### Data section ###
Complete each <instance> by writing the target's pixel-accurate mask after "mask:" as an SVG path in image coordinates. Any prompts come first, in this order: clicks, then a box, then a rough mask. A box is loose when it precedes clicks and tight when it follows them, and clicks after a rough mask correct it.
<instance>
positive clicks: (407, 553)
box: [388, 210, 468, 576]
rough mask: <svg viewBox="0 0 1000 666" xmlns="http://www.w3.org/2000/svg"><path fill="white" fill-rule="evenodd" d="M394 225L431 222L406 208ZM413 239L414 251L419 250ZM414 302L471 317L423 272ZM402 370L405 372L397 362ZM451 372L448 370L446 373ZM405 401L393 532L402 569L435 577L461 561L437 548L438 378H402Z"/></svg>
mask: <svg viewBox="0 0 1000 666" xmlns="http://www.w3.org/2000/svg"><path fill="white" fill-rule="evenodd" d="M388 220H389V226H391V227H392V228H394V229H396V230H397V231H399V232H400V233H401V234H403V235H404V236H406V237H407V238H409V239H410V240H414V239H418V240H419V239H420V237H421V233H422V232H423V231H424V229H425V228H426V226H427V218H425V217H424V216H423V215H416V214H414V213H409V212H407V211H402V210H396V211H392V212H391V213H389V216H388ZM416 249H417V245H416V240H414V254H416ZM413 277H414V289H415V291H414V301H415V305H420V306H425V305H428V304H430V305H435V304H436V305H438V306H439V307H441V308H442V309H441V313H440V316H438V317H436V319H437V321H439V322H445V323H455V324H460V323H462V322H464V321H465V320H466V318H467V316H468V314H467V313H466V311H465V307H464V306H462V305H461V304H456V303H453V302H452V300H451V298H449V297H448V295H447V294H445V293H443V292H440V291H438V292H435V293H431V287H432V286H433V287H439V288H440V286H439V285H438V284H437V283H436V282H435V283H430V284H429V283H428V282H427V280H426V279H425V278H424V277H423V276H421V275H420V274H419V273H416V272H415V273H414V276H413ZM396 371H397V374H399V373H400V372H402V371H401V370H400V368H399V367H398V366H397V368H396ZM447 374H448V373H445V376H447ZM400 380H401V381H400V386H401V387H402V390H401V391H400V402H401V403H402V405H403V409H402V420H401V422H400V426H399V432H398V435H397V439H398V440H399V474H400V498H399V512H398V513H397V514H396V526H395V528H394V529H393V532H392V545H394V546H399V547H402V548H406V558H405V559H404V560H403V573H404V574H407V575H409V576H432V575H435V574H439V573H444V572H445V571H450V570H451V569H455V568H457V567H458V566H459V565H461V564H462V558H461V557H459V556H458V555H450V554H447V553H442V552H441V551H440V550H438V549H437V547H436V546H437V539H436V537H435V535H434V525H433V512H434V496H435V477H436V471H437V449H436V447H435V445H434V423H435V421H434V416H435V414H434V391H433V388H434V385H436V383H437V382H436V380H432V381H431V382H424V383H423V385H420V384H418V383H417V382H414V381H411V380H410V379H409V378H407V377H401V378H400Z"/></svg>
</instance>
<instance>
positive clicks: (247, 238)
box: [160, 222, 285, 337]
###
- [Problem]: All the records shown above need to be given again exactly.

- [Output]:
Complete each <instance> by writing the target's pixel-accurate mask after "mask:" as an SVG path in image coordinates. Any prompts come first, in this order: clicks, then a box, then a rough mask. A box is loose when it precedes clicks and tight when it follows them, and clicks after a rough mask correct it.
<instance>
positive clicks: (407, 553)
box: [388, 210, 468, 576]
rough mask: <svg viewBox="0 0 1000 666" xmlns="http://www.w3.org/2000/svg"><path fill="white" fill-rule="evenodd" d="M394 225L431 222L406 208ZM413 239L414 251L419 250ZM414 302L471 317L423 272ZM402 370L405 372L397 362ZM451 372L448 370L446 373ZM405 401L393 532L402 569L435 577L461 561L437 548L438 378H402Z"/></svg>
mask: <svg viewBox="0 0 1000 666" xmlns="http://www.w3.org/2000/svg"><path fill="white" fill-rule="evenodd" d="M388 220H389V226H391V227H392V228H394V229H396V230H397V231H399V232H400V233H401V234H403V235H404V236H406V237H407V238H409V239H410V240H414V239H418V240H419V239H420V237H421V233H422V232H423V231H424V229H425V228H426V226H427V218H425V217H424V216H423V215H416V214H414V213H409V212H407V211H402V210H396V211H392V212H391V213H389V216H388ZM416 249H417V245H416V240H414V254H416ZM413 277H414V289H415V291H414V301H415V305H420V306H425V305H428V304H430V305H435V304H436V305H438V306H439V307H441V308H442V309H441V313H440V316H438V317H436V319H437V321H439V322H445V323H455V324H460V323H462V322H464V321H465V320H466V318H467V316H468V314H467V313H466V311H465V307H464V306H462V305H461V304H456V303H453V302H452V300H451V298H449V297H448V295H447V294H445V293H443V292H440V291H438V292H435V293H431V287H432V286H433V287H439V288H440V286H439V285H438V284H437V283H436V282H435V283H430V284H429V283H428V282H427V280H426V279H425V278H424V277H423V276H421V275H420V274H419V273H416V272H415V273H414V276H413ZM396 371H397V374H399V373H400V372H402V371H401V370H400V368H399V367H398V366H397V368H396ZM447 374H448V373H445V376H447ZM400 380H401V381H400V386H401V387H402V390H401V391H400V402H401V403H402V405H403V409H402V420H401V422H400V426H399V432H398V435H397V439H398V440H399V474H400V498H399V512H398V513H397V514H396V526H395V528H394V529H393V532H392V545H394V546H399V547H402V548H406V558H405V559H404V560H403V573H404V574H407V575H409V576H432V575H435V574H439V573H444V572H445V571H450V570H451V569H455V568H457V567H458V566H459V565H461V564H462V558H461V557H459V556H458V555H450V554H447V553H442V552H441V551H440V550H438V549H437V547H436V546H437V539H436V537H435V535H434V525H433V512H434V496H435V477H436V471H437V449H436V447H435V445H434V423H435V421H434V416H435V414H434V391H433V388H434V385H436V383H437V382H436V380H432V381H431V382H424V383H423V385H420V384H418V383H417V382H414V381H411V380H410V379H409V378H407V377H401V378H400Z"/></svg>
</instance>
<instance>
positive clicks: (247, 238)
box: [160, 222, 285, 337]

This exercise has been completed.